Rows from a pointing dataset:

-.-.-

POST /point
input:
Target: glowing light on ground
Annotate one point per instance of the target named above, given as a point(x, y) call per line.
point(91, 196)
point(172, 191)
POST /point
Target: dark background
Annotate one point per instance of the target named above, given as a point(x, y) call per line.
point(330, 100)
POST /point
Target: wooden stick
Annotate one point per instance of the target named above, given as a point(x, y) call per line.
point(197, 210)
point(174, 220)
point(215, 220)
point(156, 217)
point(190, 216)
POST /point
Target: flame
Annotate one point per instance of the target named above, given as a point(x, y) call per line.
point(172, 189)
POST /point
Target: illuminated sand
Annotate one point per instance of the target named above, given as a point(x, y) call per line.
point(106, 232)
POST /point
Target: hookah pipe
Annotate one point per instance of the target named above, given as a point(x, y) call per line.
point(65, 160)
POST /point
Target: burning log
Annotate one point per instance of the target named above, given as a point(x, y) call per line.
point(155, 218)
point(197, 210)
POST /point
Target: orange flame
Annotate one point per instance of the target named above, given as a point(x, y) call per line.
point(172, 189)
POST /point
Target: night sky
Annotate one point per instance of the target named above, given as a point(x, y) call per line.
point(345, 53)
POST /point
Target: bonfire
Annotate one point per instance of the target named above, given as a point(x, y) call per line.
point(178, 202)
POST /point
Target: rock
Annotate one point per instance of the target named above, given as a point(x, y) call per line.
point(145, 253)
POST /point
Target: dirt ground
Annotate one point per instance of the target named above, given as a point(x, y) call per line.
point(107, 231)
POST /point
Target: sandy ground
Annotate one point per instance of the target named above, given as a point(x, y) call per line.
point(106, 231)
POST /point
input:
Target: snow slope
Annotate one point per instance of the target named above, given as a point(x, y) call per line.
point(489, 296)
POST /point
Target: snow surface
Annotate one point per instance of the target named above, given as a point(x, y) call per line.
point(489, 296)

-.-.-

Task objective → Each record above should be restated word for word.

Worked answer →
POST /point
input:
Target: glowing light on ground
Annotate one point per instance of the target named above, given as a point(x, y) call per line.
point(91, 196)
point(172, 191)
POST /point
Target: dark background
Annotate one point per instance of the target named above, given as a point(x, y) call per line.
point(330, 100)
POST /point
Target: wooden stick
Annotate one point per instance of the target named above, given as a point(x, y) call per line.
point(197, 210)
point(174, 220)
point(215, 220)
point(156, 217)
point(190, 216)
POST /point
Target: flame
Annotate one point per instance of the target named above, given as a point(x, y) call per line.
point(172, 189)
POST /point
Target: illuminated sand
Annotate one point per instance of the target named above, given as a point(x, y) call per line.
point(106, 232)
POST /point
Target: hookah pipe
Annotate one point per instance of the target named above, given as a point(x, y) call per line.
point(65, 160)
POST /point
Target: burning log
Annotate one point per instance of the target named above, given as a point(x, y) call per line.
point(155, 218)
point(197, 210)
POST /point
Target: orange flame
Annotate one point per instance of the target named above, given as a point(x, y) call per line.
point(172, 189)
POST /point
Target: night sky
Annotate one point per instance of the target named above, given as a point(x, y) call per line.
point(345, 53)
POST /point
Target: bonfire
Annotate one point per instance of the target named above, given as a point(x, y) call per line.
point(178, 202)
POST /point
Target: rock
Annotate one point per instance of the target named above, given as a point(x, y) call per line.
point(145, 253)
POST /point
Target: dirt ground
Annotate one point per instance of the target named above, given as a point(x, y) call per line.
point(107, 231)
POST /point
Target: sandy ground
Annotate one point per instance of the target named above, given as a point(x, y) call per line.
point(106, 231)
POST /point
input:
Target: snow slope
Annotate one point per instance of the target named above, given as a point(x, y) call per line.
point(489, 296)
POST /point
Target: snow surface
Annotate one point per instance of the target named above, given as a point(x, y) call per line.
point(489, 296)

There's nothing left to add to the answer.